TASK DETAILS >>
Convert the rows below into a JSON list of strings, with each line as its own string and blank lines omitted.

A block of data
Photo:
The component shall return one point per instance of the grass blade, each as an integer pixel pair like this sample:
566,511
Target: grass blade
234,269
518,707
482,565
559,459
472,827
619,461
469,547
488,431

EXERCISE RESPONSE >>
[
  "Photo:",
  "The component shall return one point per instance of the grass blade, each as an integer pixel pair like this sample:",
  "566,511",
  "Target: grass blade",
  "234,269",
  "518,707",
  "482,565",
  "559,459",
  "472,827",
  "619,461",
  "469,547",
  "488,431"
]